• [Problem details]:
Exactly reproduce the lines from the line that has "sun in the photo above." down to the last line of the entries, inclusive.

• [Records for processing]:

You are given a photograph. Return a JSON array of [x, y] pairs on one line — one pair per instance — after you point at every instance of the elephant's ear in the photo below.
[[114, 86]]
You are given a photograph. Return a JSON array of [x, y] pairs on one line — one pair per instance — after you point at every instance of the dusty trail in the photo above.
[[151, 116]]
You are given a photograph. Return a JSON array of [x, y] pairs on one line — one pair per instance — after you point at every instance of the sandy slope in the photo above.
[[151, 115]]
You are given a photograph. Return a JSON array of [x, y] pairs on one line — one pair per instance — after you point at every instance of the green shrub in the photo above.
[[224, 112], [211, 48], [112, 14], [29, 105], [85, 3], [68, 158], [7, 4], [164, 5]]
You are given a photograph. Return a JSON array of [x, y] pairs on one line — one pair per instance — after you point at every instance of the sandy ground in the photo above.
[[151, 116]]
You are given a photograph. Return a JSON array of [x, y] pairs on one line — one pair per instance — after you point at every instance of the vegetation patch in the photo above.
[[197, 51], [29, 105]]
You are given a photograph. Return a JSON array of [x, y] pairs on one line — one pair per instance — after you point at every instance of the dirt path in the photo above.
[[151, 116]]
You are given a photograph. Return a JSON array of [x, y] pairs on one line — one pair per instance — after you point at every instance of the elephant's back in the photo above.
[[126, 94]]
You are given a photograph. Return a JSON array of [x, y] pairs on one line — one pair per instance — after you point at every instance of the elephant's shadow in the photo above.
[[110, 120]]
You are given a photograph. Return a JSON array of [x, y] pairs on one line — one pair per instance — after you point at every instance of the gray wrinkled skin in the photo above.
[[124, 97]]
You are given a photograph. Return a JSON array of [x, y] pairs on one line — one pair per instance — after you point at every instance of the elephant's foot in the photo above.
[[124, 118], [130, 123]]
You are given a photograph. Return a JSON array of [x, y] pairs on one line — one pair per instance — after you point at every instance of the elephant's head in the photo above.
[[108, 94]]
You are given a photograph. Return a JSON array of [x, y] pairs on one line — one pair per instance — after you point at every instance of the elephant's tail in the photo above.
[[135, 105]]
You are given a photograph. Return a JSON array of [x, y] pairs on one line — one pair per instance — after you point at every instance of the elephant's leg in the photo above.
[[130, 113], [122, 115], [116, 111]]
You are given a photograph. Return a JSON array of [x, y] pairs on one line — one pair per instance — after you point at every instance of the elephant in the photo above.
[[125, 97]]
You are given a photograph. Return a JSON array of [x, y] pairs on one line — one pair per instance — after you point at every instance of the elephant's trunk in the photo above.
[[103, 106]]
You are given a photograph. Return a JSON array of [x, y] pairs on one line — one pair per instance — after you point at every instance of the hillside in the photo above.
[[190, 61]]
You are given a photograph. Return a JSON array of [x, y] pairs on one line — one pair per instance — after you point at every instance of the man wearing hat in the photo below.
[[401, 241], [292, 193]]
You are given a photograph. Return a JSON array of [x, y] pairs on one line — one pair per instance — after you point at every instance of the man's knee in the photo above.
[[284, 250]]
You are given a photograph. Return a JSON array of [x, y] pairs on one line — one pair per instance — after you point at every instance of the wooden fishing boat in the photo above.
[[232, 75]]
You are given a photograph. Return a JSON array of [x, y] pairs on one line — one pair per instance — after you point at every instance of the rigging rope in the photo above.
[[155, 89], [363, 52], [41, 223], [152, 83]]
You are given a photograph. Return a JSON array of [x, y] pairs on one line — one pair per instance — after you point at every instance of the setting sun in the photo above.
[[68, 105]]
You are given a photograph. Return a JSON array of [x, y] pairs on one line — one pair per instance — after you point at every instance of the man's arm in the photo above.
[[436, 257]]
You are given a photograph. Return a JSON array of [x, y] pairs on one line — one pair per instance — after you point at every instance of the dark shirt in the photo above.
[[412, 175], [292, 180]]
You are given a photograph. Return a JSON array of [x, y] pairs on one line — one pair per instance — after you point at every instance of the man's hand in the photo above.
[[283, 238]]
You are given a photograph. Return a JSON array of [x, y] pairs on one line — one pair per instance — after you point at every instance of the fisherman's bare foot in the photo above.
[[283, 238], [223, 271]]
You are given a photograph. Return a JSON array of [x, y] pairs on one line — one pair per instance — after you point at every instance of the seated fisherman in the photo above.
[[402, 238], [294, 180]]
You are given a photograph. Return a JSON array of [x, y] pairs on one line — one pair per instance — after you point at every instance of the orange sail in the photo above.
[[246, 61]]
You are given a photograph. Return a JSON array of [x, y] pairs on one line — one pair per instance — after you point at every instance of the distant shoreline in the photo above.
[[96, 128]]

• [Answer to the exercise]:
You are given a photograph. Return a JSON array of [x, y] pairs on one line — one pair per instance — after you point at every instance of the setting sun in the photo above.
[[68, 105]]
You are given a photograph. Return a JSON array of [x, y] pairs on one line — one pair per instance — after you point at every instance of the man's arm in the photo above.
[[436, 257]]
You are given a photograph. Return a JSON array of [x, y] pairs on one line — one pair per instance — after you point at every instance of the dark shirt in the photo above.
[[412, 175], [292, 180]]
You are given a photograph. Return a JSON array of [x, y] pairs on one line — one pair per instance — after you point at every instance of the man's hand in the photo above.
[[283, 238]]
You are given a photograph. Return a JSON array of [x, y] pairs on one line — one pair per instance — after you point at every instance of the fisherman's bare foot in the photo above.
[[283, 238], [223, 271]]
You are given a photograph. Return a JSON array of [x, y] pairs on one line — one pair per instance — after you point at every instance of the seated fisherman in the photo above.
[[402, 238], [294, 180]]
You are given a photograph. Return a JSON array of [x, y] pairs on one line — one pair per instance — after you point at every instance of the orange sail in the photo above.
[[246, 61]]
You are given a photograph. Return a JSON array of [x, y] pairs on one line — one pair per instance — after you point at every instance of the distant shoreline in the photo above.
[[96, 128]]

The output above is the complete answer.